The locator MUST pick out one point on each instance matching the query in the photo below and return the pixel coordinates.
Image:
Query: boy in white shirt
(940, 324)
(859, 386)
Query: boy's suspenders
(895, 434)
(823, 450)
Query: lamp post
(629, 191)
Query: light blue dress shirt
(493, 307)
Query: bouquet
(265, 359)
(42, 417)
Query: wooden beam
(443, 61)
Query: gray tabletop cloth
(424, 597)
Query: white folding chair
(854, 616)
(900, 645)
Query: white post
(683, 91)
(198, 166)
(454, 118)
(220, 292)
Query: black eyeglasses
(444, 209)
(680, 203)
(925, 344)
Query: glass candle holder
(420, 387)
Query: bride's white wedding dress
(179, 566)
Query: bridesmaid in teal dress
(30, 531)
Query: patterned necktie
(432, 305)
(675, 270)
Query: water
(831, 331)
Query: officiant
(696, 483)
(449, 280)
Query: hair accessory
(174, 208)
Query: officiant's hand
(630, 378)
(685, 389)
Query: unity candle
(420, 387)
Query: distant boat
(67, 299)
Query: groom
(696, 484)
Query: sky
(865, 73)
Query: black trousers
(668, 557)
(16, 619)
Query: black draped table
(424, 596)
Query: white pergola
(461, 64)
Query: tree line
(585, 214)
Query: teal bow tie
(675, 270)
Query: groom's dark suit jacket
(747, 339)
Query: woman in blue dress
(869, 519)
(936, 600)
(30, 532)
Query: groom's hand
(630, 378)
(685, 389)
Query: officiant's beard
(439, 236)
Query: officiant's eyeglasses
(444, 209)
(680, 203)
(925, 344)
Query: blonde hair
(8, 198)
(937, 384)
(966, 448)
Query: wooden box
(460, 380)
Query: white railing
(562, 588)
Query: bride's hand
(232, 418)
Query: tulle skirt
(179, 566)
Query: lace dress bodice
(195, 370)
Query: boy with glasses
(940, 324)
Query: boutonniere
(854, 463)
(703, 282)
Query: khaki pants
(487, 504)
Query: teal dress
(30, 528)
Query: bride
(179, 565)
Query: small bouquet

────────────────────────────────────────

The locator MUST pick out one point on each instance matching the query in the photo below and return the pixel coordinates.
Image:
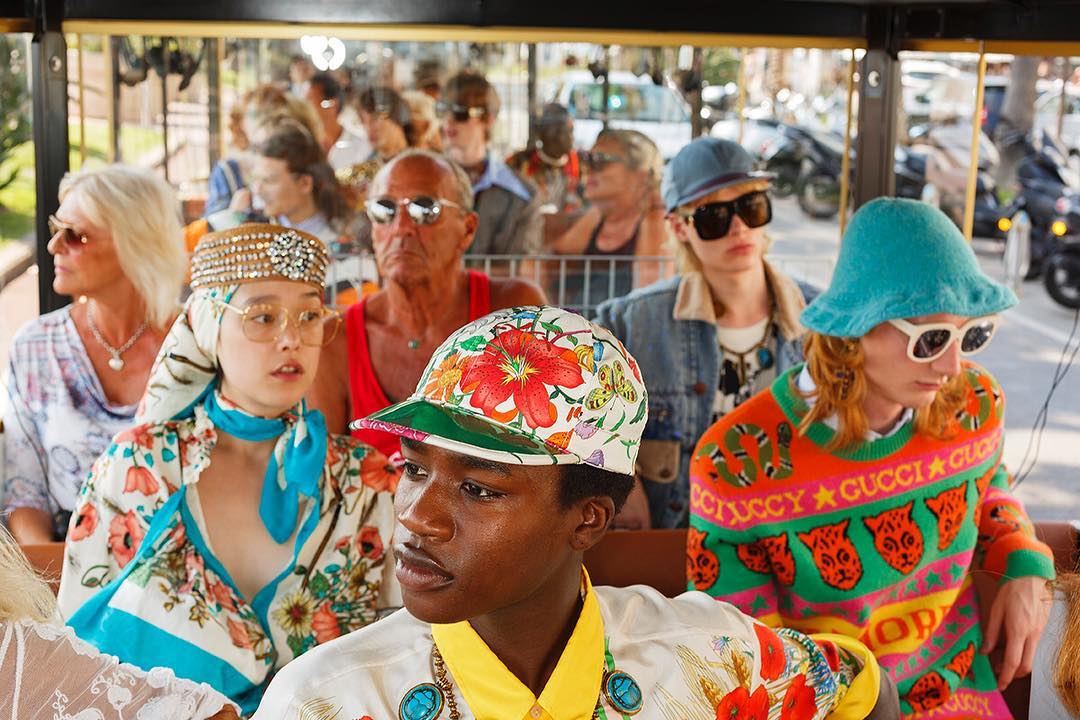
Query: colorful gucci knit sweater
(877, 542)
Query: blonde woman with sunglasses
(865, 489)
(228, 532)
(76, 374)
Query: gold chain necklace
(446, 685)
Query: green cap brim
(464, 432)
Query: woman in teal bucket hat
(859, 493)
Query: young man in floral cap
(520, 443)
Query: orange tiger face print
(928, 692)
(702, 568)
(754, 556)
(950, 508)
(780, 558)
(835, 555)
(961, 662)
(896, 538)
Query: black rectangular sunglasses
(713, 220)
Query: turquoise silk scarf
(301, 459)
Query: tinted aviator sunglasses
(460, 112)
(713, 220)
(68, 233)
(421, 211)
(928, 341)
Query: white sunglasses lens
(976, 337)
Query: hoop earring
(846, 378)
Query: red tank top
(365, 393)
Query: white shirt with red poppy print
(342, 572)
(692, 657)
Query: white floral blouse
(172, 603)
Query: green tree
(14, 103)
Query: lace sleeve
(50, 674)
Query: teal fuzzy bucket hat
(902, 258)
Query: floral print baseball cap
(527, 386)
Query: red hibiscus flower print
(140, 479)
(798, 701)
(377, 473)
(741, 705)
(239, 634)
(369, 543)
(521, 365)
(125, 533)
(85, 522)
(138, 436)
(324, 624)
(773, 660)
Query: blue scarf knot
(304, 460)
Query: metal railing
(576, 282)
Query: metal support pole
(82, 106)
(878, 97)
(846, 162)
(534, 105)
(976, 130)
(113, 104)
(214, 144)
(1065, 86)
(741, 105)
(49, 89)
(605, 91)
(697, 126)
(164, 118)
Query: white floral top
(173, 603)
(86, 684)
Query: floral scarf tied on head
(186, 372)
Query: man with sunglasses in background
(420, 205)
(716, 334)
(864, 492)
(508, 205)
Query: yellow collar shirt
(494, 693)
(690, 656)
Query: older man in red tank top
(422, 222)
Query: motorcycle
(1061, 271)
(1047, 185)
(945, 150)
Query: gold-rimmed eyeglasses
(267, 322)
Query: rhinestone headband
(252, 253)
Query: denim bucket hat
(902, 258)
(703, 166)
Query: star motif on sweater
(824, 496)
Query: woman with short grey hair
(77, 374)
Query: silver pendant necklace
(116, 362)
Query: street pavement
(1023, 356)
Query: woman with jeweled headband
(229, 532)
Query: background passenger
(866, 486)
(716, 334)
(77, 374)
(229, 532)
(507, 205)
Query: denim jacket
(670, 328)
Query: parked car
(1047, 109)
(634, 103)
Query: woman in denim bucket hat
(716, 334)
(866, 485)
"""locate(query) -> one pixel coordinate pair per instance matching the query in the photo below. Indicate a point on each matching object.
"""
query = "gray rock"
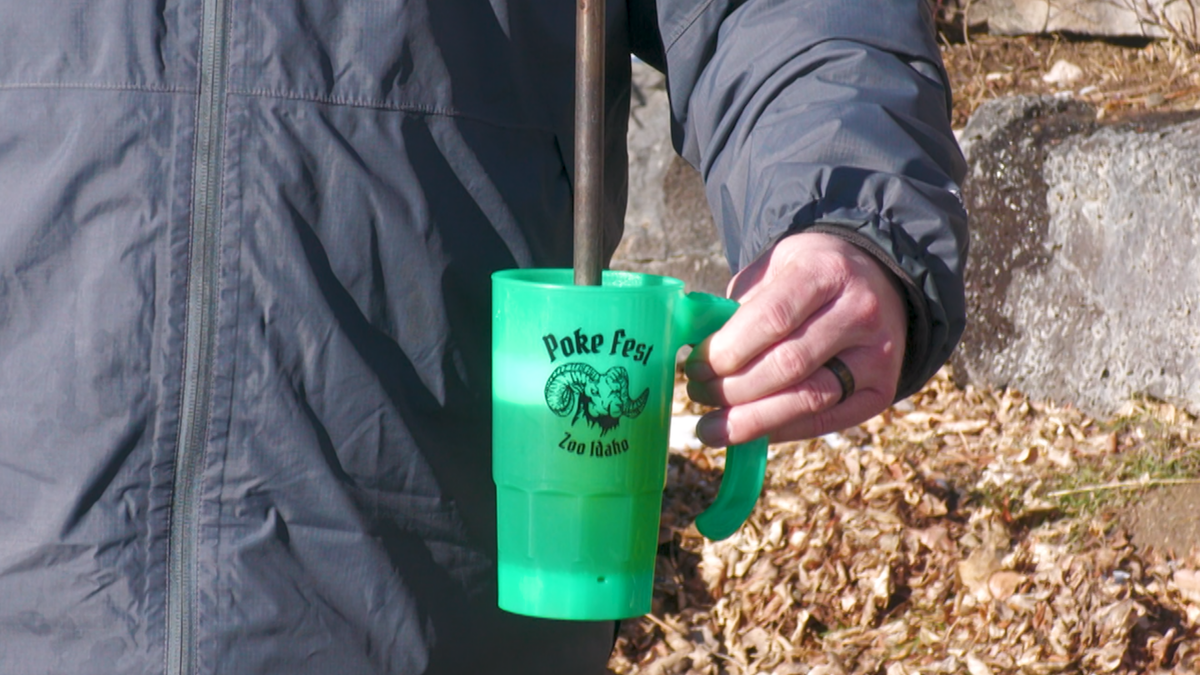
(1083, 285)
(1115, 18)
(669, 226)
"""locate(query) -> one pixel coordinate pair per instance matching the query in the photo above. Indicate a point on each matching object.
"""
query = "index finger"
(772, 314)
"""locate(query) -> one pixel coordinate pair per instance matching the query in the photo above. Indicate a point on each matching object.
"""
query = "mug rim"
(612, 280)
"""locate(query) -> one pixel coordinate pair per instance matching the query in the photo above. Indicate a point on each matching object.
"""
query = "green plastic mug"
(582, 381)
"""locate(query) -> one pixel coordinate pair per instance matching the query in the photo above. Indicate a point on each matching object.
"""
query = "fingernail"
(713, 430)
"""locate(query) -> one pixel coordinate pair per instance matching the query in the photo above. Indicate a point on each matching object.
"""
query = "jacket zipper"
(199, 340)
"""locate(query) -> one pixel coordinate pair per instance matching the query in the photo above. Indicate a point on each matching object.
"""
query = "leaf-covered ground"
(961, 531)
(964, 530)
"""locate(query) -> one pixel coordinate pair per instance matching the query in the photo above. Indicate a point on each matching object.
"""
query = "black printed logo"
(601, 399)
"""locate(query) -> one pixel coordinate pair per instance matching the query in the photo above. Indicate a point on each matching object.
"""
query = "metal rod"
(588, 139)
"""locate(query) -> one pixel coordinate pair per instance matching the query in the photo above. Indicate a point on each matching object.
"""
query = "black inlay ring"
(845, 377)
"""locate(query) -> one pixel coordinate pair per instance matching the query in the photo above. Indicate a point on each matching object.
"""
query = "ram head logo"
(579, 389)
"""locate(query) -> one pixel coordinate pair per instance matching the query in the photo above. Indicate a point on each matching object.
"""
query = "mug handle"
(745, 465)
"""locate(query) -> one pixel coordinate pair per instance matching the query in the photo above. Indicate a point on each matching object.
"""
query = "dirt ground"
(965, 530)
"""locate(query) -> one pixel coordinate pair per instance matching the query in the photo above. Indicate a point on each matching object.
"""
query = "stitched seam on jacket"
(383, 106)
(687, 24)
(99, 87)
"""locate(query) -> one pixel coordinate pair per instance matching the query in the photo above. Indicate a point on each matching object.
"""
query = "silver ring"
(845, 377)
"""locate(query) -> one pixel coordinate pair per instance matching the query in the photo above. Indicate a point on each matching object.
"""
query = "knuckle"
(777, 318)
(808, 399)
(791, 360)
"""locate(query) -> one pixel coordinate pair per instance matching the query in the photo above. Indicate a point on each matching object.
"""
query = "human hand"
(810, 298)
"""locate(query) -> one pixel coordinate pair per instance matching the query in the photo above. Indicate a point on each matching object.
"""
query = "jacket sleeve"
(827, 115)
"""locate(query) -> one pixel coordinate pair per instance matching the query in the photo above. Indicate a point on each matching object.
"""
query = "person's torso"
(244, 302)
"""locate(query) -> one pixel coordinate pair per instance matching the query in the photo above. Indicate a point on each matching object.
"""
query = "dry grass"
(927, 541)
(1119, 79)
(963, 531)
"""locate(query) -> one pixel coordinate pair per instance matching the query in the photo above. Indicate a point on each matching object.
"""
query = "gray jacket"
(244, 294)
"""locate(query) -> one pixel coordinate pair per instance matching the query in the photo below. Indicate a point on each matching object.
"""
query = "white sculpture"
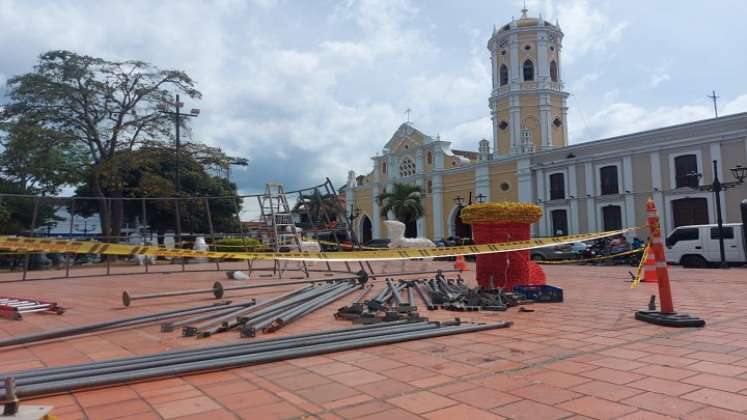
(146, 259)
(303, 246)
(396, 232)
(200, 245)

────────────────────────────────────────

> _TASK BRIEF_: As listed above, the lines from the line with "Query: tree line" to the line with "Query: small bouquet" are to be echoed exactly, with both ends included and nothing added.

> _RESPONSE TO THIS EXERCISE_:
Query: tree line
(585, 214)
Query: teal bow tie
(675, 270)
Query: groom's dark suit jacket
(747, 339)
Query: woman in blue dress
(869, 519)
(936, 600)
(30, 532)
Query: groom's hand
(630, 378)
(685, 389)
Query: officiant's beard
(439, 236)
Query: officiant's eyeglasses
(444, 209)
(680, 203)
(925, 344)
Query: blonde hair
(8, 198)
(937, 384)
(966, 448)
Query: wooden box
(460, 380)
Query: white railing
(562, 588)
Query: bride's hand
(232, 418)
Query: tulle skirt
(179, 566)
Query: lace dress bodice
(195, 370)
Query: boy with glasses
(940, 324)
Query: boutonniere
(854, 463)
(703, 282)
Query: khaki pants
(487, 504)
Query: teal dress
(30, 528)
Query: bride
(179, 565)
Query: small bouquet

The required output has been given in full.